When I opened the lavatory door, I looked to my right and the curtain to go outside fluttered open a bit. I turned towards it and opened it to peer out. The world seemed too expansive, and loud, and alive, and I let the curtain fall closed again. I needed to lay back down. Mateo came in a few moments later and gave me a ginger candy to chew on to help settle my stomach and I sipped my water. “Please don’t leave me alone,” I said. “I’m just outside having a smoke. I’ll come back to check on you,” he assured me.

Shortly after I made it back to my mat, my stomach and intestines were starting to cramp and I knew I’d have to spend some more time in the bathroom. The whole time I’d been laying down I’d been counting my breaths, breathe in for 4 counts, hold, breathe out for 4 counts, hold, breathing deeply to get my body to calm down and regulate my temperature. I wasn’t laying down long before I sat up and motioned to Chuck that I needed help walking again. Luckily, the bathroom was equipped with extra buckets, for guests like myself, who Aya decides to evacuate from both ends. It felt like I was in that bathroom for an eternity, clenching the small plastic bucket in my lap and trying to breathe through wave after wave after wave of nausea. Just writing this, I can taste the acid and bile and ayahuasca.
◆ ◆ ◆ ◆
- **DIRECTIONS**
[a] List, in order, the four steps of the breathing pattern described in the ayahuasca passage.
[b] Answer these questions from the ayahuasca passage:
(i) What did Mateo give the narrator to chew on?
(ii) Who did the narrator motion to for help walking?
(iii) What extra items was the bathroom equipped with?
These rows have no connection to the ayahuasca passage.

- **Dataset items**
◆ ◆ ◆ ◆
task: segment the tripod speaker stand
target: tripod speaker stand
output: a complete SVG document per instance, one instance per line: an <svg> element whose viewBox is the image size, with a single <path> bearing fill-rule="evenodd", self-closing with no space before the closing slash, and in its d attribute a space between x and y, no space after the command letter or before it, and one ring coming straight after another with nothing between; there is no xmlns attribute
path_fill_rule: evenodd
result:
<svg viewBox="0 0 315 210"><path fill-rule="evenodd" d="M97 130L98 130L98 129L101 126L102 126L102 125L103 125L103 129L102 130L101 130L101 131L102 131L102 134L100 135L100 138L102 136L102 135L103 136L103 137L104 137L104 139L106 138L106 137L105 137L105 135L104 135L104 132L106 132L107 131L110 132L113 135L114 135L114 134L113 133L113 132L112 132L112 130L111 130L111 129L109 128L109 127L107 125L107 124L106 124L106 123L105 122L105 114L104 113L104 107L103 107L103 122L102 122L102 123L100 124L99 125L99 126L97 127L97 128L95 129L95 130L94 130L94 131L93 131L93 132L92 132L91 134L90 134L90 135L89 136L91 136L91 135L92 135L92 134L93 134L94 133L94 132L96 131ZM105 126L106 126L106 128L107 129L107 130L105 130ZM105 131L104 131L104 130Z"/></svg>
◆ ◆ ◆ ◆
- **PER-TASK ANSWERS**
[a]
Breathe in for 4 counts
Hold
Breathe out for 4 counts
Hold

[b]
(i) A ginger candy
(ii) Chuck
(iii) Buckets